## To do
Read through the data and report every line in which the word "clicks" occurs.

## Data for the task
========================================================================
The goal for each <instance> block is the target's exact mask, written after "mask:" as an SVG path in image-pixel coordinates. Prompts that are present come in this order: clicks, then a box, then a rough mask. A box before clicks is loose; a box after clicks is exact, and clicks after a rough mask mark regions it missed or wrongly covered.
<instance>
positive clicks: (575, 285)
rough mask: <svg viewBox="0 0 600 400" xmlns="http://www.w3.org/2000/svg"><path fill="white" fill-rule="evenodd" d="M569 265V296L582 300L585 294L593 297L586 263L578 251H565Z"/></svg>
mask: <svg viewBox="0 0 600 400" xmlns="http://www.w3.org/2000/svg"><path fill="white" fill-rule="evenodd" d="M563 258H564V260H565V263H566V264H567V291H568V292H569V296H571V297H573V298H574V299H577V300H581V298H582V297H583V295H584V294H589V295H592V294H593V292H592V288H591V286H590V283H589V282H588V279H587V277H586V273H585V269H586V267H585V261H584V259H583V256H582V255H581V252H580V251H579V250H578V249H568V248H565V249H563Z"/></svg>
========================================================================
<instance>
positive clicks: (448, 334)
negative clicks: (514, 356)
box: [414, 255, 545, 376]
========================================================================
## Response to the task
The goal for each <instance> block is the target's exact mask, written after "mask:" as an SVG path in image-pixel coordinates. Prompts that are present come in this order: clicks, then a box, then a rough mask. A box before clicks is loose; a box after clicks is exact, and clicks after a rough mask mark regions it missed or wrongly covered.
positive clicks: (575, 285)
positive clicks: (448, 334)
negative clicks: (514, 356)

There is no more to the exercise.